>>>

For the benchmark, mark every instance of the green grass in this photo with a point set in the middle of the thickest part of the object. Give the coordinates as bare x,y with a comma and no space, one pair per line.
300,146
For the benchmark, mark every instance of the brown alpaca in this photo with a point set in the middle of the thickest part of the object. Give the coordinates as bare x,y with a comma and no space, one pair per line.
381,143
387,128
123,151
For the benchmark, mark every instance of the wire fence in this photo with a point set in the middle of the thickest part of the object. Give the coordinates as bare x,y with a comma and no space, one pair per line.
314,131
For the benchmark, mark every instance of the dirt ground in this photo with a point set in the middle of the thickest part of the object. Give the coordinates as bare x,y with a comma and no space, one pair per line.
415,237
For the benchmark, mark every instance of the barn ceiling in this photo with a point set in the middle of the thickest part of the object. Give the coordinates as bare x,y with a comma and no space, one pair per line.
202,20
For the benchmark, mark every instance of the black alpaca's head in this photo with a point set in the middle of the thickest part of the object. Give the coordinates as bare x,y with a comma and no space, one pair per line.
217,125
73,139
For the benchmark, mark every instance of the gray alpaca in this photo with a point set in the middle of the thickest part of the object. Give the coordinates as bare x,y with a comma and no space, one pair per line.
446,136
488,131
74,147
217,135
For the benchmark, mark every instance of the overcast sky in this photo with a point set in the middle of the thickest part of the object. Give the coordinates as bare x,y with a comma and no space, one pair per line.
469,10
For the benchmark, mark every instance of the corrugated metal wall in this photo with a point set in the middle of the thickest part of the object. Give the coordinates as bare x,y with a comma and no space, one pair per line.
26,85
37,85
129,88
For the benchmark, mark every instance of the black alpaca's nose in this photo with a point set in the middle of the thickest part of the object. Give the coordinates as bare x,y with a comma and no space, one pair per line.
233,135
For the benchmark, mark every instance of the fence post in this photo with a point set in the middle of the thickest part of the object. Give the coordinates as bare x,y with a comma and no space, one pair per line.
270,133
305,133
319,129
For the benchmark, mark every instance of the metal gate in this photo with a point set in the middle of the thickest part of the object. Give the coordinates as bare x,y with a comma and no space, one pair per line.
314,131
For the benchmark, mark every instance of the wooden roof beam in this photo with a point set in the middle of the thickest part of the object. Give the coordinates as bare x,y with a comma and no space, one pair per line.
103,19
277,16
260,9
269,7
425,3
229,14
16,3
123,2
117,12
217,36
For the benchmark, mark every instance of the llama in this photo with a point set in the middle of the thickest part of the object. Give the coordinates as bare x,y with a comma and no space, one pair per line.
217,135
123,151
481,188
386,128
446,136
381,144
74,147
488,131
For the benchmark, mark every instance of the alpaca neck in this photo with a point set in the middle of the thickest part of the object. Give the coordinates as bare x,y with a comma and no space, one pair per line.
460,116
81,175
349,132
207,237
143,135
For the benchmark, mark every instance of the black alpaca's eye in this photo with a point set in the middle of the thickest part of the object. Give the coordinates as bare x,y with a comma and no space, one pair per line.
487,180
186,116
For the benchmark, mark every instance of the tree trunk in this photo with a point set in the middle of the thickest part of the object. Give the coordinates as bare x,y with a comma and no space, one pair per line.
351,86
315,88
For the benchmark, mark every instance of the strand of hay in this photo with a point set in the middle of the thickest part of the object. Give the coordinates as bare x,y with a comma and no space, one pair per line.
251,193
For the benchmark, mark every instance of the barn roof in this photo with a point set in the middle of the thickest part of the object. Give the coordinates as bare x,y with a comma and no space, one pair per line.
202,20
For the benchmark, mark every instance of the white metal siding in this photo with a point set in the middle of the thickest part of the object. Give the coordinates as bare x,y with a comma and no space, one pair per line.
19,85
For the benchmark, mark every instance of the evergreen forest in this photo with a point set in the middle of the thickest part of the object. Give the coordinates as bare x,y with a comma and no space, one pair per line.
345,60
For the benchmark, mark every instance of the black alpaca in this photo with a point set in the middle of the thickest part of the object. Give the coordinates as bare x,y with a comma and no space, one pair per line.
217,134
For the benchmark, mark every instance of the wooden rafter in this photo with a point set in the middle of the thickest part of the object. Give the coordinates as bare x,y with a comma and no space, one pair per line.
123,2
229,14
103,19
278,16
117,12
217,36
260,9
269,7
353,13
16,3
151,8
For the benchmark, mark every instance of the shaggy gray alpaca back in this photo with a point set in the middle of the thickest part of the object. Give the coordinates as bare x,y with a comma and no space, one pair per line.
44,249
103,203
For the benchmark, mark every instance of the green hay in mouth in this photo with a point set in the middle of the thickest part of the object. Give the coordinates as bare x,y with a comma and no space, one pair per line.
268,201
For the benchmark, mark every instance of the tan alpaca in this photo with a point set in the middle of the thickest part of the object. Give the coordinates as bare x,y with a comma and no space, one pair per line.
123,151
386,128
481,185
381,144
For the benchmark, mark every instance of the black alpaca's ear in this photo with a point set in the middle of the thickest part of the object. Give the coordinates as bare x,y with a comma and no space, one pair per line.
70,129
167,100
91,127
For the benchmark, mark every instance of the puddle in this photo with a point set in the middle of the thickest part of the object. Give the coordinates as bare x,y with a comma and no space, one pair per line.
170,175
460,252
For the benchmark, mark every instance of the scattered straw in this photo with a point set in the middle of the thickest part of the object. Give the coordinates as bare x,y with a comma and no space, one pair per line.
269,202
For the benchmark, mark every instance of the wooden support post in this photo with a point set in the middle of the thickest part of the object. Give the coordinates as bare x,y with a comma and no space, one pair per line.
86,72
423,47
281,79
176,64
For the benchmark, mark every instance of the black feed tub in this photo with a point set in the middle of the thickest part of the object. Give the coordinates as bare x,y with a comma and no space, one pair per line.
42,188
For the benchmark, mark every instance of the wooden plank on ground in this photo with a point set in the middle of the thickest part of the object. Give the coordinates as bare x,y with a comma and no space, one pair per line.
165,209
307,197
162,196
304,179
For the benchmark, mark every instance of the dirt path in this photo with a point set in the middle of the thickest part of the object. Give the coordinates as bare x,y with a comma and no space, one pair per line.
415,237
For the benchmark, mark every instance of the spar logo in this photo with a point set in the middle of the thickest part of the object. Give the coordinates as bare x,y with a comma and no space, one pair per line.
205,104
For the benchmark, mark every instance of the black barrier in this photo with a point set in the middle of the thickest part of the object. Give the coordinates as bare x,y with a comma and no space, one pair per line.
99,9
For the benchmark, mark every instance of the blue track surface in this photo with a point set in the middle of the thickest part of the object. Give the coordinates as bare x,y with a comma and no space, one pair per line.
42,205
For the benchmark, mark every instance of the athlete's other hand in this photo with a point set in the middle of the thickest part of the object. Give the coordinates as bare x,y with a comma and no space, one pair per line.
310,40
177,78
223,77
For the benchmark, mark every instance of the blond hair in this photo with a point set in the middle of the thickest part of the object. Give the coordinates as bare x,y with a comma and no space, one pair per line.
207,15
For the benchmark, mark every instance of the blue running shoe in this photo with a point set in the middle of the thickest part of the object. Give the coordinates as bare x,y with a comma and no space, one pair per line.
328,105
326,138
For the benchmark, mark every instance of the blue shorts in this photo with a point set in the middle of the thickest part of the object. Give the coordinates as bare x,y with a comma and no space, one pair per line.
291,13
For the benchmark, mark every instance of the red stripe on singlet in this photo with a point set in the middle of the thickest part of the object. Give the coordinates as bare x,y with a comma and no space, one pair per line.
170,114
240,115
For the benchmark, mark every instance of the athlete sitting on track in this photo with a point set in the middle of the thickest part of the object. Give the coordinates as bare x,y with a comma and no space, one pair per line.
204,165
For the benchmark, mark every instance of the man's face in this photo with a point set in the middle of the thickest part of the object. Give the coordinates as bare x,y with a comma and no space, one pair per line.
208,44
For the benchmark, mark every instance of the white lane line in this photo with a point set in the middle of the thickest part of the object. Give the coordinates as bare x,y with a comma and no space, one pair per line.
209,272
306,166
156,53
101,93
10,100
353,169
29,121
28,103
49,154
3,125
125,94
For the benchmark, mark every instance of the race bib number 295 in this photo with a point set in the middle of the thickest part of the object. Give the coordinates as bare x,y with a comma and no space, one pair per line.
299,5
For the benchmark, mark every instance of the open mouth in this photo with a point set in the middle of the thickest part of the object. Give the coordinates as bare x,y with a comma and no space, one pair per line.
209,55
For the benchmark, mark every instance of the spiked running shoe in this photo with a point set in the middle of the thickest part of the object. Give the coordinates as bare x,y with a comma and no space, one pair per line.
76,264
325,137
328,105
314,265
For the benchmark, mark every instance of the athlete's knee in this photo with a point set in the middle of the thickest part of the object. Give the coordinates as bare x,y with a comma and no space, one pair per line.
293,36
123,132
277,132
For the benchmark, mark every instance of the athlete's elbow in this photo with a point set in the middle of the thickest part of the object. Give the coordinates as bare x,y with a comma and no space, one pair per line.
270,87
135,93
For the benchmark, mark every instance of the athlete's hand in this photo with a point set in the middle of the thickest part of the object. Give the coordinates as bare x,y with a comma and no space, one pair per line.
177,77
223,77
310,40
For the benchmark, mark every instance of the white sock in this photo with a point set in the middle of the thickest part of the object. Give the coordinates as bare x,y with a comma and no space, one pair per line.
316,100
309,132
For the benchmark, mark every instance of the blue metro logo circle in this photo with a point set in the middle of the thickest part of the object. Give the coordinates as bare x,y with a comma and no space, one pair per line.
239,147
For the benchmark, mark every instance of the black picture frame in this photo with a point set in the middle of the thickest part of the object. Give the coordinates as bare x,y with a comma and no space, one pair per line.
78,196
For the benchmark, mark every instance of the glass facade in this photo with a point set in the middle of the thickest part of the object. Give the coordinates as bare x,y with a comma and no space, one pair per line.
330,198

<<<

Starting at the line that contains "For the benchmark, mark every instance of the athlete's hand", quote each remaining line of the entries above, unchanged.

### Problem solution
For the benchmark, mark every instance of the athlete's hand in this photo with a point set in the middle of the thickest part of the object. Give the coordinates as bare x,y with a comma and no space, one pair per line.
177,77
223,77
310,40
For the benchmark, mark every instance of the white sock in this photo with a point set in the middle of the thickest part of the object. Give the coordinates as bare x,y with a comma and no space, one pair per line.
316,100
309,132
For the benchmark, mark every instance of the blue metro logo circle in this photo with a point set in the middle of the thickest part of the object. Give the coordinates as bare x,y with a comma and no space, one pair per line.
239,147
For the benchmark, mark every instance of the black picture frame in this photo with a point set in the middle of the thickest part of the object. Give the coordinates as bare x,y with a comma and no space, one pair per line.
78,196
For the benchmark, mark every instance of the glass facade in this photo with a point set in the middle of the thickest part of the object. Give the coordinates as bare x,y with a comma and no space, one pair per line.
330,198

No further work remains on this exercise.